* Material for the task *
━━━━

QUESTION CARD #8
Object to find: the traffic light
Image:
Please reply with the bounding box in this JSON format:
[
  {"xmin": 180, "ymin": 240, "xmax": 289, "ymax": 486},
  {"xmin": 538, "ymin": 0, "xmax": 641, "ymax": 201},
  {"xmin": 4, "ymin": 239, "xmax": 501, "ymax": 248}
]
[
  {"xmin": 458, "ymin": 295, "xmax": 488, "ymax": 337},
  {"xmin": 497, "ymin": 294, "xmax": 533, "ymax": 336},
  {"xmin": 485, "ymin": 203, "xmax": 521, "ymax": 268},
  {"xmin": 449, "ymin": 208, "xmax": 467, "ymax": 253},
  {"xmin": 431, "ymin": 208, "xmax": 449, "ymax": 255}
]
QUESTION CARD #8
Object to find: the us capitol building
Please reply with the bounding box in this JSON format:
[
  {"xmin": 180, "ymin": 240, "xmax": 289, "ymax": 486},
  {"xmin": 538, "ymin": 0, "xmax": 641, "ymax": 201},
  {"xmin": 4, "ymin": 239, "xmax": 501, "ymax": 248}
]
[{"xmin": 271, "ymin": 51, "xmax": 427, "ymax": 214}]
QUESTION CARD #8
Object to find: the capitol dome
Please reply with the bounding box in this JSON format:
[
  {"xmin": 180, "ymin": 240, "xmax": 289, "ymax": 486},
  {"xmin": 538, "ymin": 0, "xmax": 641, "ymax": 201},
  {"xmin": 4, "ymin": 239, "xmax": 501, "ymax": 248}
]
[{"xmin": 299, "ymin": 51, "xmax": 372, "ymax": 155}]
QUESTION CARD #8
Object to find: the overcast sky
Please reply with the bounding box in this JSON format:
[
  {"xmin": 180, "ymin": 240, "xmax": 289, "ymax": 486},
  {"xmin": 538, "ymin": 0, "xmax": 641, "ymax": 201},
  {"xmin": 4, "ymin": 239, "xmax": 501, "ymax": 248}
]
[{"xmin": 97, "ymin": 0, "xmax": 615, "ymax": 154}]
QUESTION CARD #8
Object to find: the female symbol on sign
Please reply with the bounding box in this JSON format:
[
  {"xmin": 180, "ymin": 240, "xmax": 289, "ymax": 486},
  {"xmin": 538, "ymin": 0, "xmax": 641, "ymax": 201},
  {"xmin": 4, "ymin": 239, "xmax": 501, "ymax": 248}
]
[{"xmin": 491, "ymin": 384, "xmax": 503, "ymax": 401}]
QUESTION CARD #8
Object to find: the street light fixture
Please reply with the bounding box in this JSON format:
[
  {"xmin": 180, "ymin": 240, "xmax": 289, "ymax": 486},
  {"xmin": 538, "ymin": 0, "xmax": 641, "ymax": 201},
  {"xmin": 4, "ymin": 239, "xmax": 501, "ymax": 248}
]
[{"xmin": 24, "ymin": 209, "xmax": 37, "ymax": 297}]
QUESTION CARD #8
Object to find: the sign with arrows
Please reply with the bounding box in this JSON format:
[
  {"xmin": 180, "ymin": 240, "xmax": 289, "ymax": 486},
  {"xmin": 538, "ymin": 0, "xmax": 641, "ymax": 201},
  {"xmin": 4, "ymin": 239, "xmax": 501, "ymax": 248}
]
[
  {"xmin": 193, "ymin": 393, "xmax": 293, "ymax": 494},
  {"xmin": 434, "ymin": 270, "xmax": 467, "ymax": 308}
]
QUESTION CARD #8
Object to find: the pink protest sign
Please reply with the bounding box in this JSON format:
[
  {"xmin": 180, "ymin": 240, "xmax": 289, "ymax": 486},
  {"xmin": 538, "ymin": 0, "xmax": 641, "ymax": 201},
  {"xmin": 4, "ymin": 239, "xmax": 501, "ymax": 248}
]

━━━━

* Task brief *
Select and copy every line of the records that contains the word "light", treating uppercase and lowercase letters as different.

* The reply *
Object to find: the traffic light
Object to find: the street light fixture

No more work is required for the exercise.